[Pointing dataset records]
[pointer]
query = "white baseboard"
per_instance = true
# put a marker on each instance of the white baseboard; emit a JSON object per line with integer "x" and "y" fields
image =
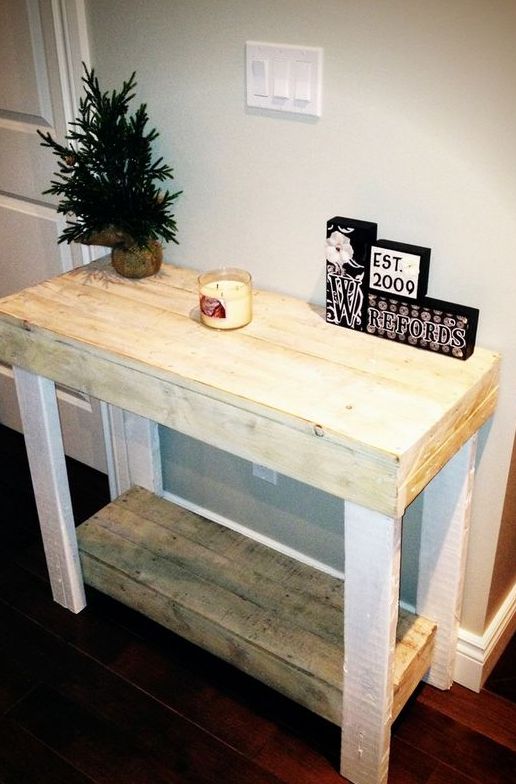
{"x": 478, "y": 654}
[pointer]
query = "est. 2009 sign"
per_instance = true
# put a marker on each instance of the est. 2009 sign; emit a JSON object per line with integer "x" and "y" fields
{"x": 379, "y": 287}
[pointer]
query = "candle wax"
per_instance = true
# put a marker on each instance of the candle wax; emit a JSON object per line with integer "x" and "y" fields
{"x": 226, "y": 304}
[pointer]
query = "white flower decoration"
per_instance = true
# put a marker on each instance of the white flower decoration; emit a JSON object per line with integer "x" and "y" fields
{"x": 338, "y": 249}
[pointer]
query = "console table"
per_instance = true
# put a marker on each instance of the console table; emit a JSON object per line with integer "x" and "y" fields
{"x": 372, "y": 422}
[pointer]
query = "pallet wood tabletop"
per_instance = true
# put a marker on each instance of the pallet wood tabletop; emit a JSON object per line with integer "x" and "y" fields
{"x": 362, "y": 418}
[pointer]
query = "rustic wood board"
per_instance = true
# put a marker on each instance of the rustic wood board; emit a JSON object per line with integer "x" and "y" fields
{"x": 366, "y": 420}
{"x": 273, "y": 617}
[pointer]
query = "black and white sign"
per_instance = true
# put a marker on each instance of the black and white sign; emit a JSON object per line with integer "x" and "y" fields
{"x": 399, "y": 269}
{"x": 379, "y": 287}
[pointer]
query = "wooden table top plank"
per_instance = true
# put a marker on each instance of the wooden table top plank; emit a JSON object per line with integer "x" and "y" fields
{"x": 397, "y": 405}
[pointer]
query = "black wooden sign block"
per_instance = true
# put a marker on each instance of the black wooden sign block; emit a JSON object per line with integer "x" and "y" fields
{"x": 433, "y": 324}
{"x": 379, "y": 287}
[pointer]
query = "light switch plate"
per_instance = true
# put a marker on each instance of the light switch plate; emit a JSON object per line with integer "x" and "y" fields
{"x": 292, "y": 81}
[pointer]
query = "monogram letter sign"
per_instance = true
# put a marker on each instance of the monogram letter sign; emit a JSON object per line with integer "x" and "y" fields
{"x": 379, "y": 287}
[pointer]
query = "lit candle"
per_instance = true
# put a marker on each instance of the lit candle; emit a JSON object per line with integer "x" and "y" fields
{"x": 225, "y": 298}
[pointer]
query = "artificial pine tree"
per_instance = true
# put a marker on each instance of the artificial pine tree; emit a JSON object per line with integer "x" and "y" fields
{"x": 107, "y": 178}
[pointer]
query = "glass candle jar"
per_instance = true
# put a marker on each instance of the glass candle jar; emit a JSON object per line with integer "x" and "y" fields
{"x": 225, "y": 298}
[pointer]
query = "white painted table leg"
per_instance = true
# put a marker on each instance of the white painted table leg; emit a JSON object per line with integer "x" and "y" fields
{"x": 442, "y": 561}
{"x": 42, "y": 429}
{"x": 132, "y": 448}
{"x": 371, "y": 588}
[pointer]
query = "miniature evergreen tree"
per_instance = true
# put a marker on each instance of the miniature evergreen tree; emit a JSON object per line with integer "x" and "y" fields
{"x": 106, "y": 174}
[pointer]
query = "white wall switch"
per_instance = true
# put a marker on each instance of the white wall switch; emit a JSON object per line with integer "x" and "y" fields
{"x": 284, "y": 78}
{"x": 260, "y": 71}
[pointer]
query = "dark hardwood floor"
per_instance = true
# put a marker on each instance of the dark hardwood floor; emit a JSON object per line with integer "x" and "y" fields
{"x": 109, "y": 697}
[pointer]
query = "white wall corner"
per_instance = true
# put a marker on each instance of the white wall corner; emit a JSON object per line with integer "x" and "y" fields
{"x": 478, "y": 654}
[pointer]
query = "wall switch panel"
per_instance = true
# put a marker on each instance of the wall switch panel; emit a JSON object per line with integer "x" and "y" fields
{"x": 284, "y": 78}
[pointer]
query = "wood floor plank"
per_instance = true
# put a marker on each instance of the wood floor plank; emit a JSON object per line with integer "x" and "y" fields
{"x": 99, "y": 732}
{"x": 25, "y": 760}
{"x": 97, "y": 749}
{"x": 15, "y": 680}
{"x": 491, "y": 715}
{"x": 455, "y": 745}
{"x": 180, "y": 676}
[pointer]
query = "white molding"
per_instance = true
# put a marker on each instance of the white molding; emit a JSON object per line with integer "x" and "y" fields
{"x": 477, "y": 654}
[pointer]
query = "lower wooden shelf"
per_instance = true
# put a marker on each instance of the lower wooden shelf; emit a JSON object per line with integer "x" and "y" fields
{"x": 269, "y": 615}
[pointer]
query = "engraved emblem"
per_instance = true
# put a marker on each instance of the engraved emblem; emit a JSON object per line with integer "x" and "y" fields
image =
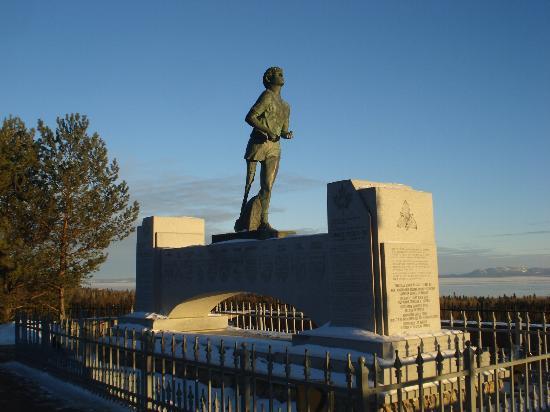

--

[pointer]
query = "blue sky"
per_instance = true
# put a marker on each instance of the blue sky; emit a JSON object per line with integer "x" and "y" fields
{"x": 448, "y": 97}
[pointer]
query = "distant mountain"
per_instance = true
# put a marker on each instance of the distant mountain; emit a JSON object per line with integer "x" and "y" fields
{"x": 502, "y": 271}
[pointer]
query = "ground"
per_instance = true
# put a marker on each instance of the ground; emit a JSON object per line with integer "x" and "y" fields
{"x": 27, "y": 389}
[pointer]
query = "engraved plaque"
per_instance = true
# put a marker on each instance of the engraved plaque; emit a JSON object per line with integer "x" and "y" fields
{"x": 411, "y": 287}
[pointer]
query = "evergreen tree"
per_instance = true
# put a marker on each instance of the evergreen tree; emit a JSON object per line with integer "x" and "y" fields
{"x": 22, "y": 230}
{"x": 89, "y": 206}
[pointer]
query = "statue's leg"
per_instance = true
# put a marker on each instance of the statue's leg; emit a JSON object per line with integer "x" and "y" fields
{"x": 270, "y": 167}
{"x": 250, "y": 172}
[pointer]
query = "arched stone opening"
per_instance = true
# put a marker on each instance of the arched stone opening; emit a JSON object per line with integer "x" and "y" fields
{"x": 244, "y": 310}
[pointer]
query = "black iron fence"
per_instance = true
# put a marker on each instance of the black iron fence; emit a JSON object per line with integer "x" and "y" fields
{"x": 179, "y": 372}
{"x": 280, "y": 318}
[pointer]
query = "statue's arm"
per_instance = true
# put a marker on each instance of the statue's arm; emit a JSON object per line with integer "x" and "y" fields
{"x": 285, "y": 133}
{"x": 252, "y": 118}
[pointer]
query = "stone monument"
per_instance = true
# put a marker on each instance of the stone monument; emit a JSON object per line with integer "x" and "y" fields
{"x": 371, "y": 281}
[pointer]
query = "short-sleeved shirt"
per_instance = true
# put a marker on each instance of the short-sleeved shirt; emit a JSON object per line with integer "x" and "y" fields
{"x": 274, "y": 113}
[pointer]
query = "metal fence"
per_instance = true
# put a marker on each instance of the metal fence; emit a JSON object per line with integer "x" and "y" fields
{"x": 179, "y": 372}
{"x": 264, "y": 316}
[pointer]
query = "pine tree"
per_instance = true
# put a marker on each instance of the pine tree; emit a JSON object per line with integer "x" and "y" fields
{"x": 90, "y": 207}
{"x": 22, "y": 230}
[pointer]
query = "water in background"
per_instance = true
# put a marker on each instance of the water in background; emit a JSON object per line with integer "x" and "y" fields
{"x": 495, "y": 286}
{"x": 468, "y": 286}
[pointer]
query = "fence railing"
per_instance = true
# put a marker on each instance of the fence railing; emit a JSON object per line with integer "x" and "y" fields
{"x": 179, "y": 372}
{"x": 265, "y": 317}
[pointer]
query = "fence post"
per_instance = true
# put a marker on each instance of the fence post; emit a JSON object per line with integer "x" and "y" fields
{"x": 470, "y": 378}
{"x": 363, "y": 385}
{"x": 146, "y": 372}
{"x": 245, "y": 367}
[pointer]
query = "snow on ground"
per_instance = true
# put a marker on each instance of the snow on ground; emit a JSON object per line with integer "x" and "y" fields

**Your objective:** Count the lines of the material above that contain the word "painted". Give only the number.

**Task result:** 2